Your task →
Please arrange every line of the records below as a numbered list, leaving out any blank lines.
___ Extracted entries ___
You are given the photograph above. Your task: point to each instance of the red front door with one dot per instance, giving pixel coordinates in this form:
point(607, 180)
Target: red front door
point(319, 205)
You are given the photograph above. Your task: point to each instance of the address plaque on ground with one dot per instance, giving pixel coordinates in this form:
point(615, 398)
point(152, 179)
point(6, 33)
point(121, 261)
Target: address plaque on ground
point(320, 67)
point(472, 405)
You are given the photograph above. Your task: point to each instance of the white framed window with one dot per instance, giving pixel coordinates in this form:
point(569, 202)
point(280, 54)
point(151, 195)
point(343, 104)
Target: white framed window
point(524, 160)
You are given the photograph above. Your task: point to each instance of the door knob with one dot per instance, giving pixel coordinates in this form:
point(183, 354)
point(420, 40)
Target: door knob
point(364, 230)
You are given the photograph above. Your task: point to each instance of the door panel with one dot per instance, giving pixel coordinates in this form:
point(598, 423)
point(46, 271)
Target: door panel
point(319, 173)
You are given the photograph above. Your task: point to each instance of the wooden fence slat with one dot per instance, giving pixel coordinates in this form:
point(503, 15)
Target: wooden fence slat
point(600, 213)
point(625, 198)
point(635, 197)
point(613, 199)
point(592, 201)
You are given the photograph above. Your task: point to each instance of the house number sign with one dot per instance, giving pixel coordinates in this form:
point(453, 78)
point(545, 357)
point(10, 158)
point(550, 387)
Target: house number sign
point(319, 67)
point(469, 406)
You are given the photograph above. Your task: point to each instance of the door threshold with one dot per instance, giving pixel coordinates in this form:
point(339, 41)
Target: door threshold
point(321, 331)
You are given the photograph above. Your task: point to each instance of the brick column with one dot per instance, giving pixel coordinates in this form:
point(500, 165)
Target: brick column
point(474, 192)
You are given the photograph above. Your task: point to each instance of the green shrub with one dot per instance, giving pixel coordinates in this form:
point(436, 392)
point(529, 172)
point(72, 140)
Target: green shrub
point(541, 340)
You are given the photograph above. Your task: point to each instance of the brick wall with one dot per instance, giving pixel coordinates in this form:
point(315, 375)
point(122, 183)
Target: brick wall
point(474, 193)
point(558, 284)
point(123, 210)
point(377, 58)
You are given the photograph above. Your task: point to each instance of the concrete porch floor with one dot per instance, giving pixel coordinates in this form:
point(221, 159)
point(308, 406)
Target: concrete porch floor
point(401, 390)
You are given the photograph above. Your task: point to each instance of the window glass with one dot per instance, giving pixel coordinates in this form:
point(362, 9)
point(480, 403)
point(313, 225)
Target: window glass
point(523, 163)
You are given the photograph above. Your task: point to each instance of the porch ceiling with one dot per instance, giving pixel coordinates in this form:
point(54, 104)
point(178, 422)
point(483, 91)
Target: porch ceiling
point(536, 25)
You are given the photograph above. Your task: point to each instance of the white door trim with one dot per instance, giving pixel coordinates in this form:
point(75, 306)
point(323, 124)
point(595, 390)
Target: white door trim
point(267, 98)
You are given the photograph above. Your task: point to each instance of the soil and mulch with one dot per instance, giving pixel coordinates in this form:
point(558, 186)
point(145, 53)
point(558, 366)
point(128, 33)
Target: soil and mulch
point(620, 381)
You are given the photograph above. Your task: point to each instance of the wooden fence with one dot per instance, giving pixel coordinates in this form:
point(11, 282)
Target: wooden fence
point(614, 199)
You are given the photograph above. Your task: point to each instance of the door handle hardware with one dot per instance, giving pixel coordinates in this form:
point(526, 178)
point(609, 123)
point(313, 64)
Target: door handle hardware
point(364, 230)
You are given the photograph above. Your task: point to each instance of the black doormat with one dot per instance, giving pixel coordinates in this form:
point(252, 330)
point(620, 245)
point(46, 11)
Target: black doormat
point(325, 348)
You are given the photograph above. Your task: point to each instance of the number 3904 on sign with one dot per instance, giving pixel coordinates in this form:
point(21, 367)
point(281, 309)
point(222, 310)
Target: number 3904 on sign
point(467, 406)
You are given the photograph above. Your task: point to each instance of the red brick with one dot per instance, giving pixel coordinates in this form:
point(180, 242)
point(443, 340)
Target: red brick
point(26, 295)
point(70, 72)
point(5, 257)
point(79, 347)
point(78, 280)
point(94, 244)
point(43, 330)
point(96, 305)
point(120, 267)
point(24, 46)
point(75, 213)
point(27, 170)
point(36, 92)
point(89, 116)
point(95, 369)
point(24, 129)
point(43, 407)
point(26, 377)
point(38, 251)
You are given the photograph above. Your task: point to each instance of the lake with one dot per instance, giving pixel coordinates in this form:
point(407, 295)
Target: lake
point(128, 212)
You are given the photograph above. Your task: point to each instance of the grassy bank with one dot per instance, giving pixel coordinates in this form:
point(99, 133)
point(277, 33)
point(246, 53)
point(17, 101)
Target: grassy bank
___
Answer to the exercise →
1. You are given the photograph above. Your task: point to each instance of the red front door with one dot per instance, giving pixel coordinates in this form:
2. point(607, 180)
3. Target: red front door
4. point(319, 205)
5. You are given the photograph above. Your task: point to each instance of the address plaque on ground with one dot per instance, giving pixel coordinates in this form:
6. point(615, 398)
7. point(152, 179)
8. point(6, 33)
9. point(121, 261)
10. Target: address plaque on ground
11. point(320, 67)
12. point(472, 405)
13. You are given the photograph above. Your task: point to each instance of the white framed window with one dot per instance, giving pixel coordinates in this form:
14. point(569, 202)
15. point(280, 54)
16. point(151, 195)
17. point(343, 104)
18. Target: white framed window
19. point(524, 160)
20. You are given the photograph above. Your task: point to each instance of the door knob with one dot per instance, giving pixel coordinates in this form:
21. point(183, 354)
22. point(420, 40)
23. Target: door knob
24. point(364, 230)
25. You are given the photograph above. Your task: point to each instance of the door panel with one dot per instance, giving pixel coordinates in this form:
26. point(598, 423)
27. point(46, 271)
28. Target: door panel
29. point(319, 173)
30. You are given the photograph above. Your task: point to each instance of the wooden fence slat with one dot per instance, giving pixel coordinates in this form:
31. point(503, 15)
32. Target: wooden fence slat
33. point(600, 213)
34. point(625, 198)
35. point(635, 197)
36. point(613, 199)
37. point(592, 201)
38. You are given the photograph above. Your task: point to each instance of the house number sign with one dot per instance, giving pixel coordinates in this form:
39. point(453, 78)
40. point(545, 357)
41. point(10, 158)
42. point(550, 387)
43. Target: house number sign
44. point(319, 67)
45. point(469, 406)
46. You are given the photograph above. Your task: point to each instance of the door threshold with one dot per instance, giving pixel coordinates in this form:
47. point(339, 41)
48. Target: door threshold
49. point(321, 331)
50. You are given the photograph above. Your task: point to each instance of the brick column with one dot per instance, giving pixel coordinates in this form:
51. point(500, 165)
52. Target: brick column
53. point(474, 192)
54. You are given the photograph above. Your task: point to each instance of the green shrub with one dot per instance, giving pixel coordinates in this form:
55. point(436, 392)
56. point(529, 172)
57. point(72, 140)
58. Target: green shrub
59. point(541, 340)
60. You are given the photograph above. Your task: point to each instance of the brick wall with one dot per instance, giving pixel coordinates in this form:
61. point(315, 375)
62. point(122, 183)
63. Target: brick wall
64. point(474, 193)
65. point(558, 284)
66. point(123, 210)
67. point(377, 58)
68. You are given the photograph above. Your task: point to each instance of the concrete porch floor with one dot per instance, giving pixel coordinates in this form:
69. point(221, 159)
70. point(308, 406)
71. Target: concrete porch floor
72. point(401, 390)
73. You are given the photograph above. Your task: point to each instance of the window glass with one dot per instance, giving pixel coordinates in this form:
74. point(362, 9)
75. point(480, 403)
76. point(313, 225)
77. Target: window glass
78. point(523, 163)
79. You are given the photograph above. Your task: point to each instance of the porch ceiling with one dot per instance, giving pixel coordinates in this form:
80. point(54, 104)
81. point(178, 422)
82. point(483, 91)
83. Target: porch ceiling
84. point(536, 25)
85. You are given the photograph above. Your task: point to each instance of the white door trim with one dot per instance, giving pixel coordinates in this form:
86. point(75, 306)
87. point(323, 124)
88. point(595, 390)
89. Target: white door trim
90. point(267, 98)
91. You are given the photograph above. Your task: point to each instance of the soil and mulch with one dot per instance, giving pixel coordinates in this form:
92. point(558, 186)
93. point(145, 53)
94. point(558, 366)
95. point(128, 33)
96. Target: soil and mulch
97. point(620, 381)
98. You are given the photograph above. Your task: point to each instance of the wooden fence with one dot per instance, giving pixel coordinates in this form:
99. point(11, 282)
100. Target: wooden fence
101. point(614, 199)
102. You are given the photograph above. Your task: point to each instance of the door handle hardware with one dot per instance, giving pixel coordinates in this form:
103. point(526, 178)
104. point(609, 123)
105. point(313, 64)
106. Target: door handle hardware
107. point(364, 230)
108. You are given the photograph above. Your task: point to each instance of the black doormat with one dot per instance, giving pixel coordinates in this form:
109. point(252, 330)
110. point(620, 245)
111. point(46, 11)
112. Target: black doormat
113. point(325, 348)
114. You are given the photograph above. Your task: point to each instance of the number 3904 on sign with one dot per instance, giving pixel coordinates in this form:
115. point(21, 367)
116. point(281, 309)
117. point(222, 310)
118. Target: number 3904 on sign
119. point(467, 406)
120. You are given the photograph above. Your task: point to each instance of the red brick with one dot per instance, giving pixel coordinates in this form:
121. point(180, 242)
122. point(443, 340)
123. Target: red brick
124. point(26, 295)
125. point(70, 72)
126. point(5, 257)
127. point(79, 347)
128. point(78, 280)
129. point(94, 244)
130. point(43, 330)
131. point(96, 305)
132. point(120, 267)
133. point(24, 46)
134. point(75, 213)
135. point(27, 170)
136. point(36, 92)
137. point(89, 116)
138. point(95, 369)
139. point(24, 129)
140. point(43, 407)
141. point(26, 377)
142. point(38, 251)
143. You are given the photograph above. Your task: point to each instance of the lake with one dot per instance, giving pixel coordinates in this form:
144. point(407, 295)
145. Target: lake
146. point(128, 212)
147. You are given the photograph above. Your task: point to each instance of the grassy bank with one dot per instance, giving pixel coordinates in this form:
148. point(99, 133)
149. point(277, 33)
150. point(246, 53)
151. point(17, 101)
152. Target: grassy bank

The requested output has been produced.